=== What the task requires ===
When you write out the records, keep every word exact and drop the pictures.

(Data excerpts)
-- Opening Marker --
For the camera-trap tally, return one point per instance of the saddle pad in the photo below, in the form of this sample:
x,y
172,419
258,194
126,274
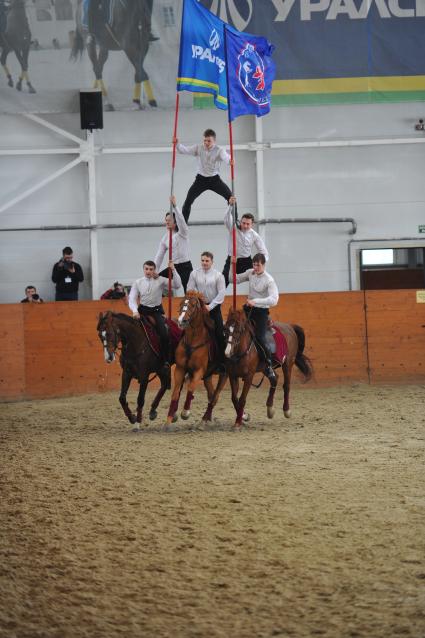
-- Closing Marker --
=== Written response ===
For the camera-trap tally, return one point per instance of the saddle pad in the photo below, in the form of this sample:
x,y
172,419
258,194
126,274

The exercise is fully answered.